## BEGIN

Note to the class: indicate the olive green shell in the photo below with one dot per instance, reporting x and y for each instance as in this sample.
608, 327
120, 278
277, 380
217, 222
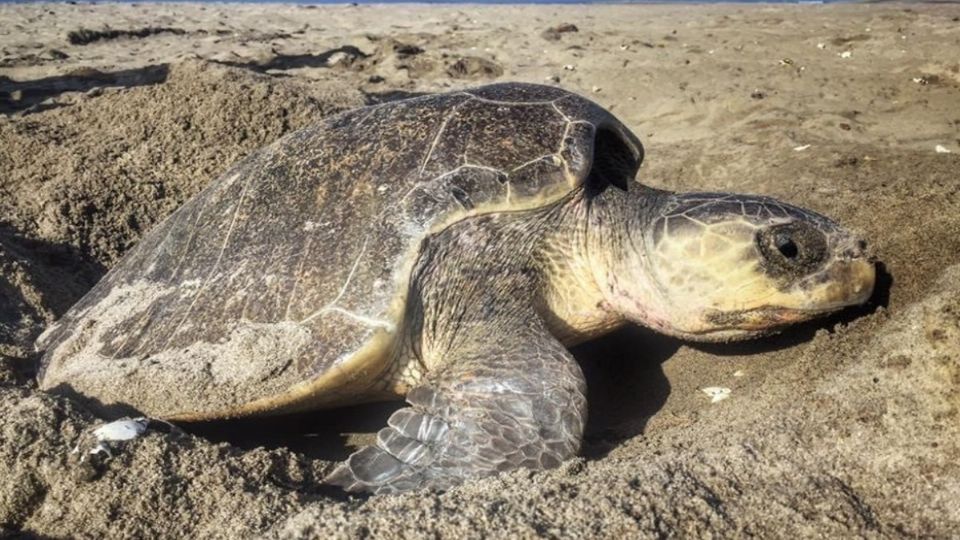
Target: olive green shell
282, 284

## END

Problem |
Turn the rows above into a numbered list, skipping any blank lines and leaving out the pictures.

Answer for this exercise |
1. Note to the class: indicate the olive green shell in the photo below with one dot per instance, reporting x and y for each instance as in this sample.
2. 608, 327
3. 120, 278
4. 277, 380
5. 217, 222
6. Target: olive green shell
7. 282, 284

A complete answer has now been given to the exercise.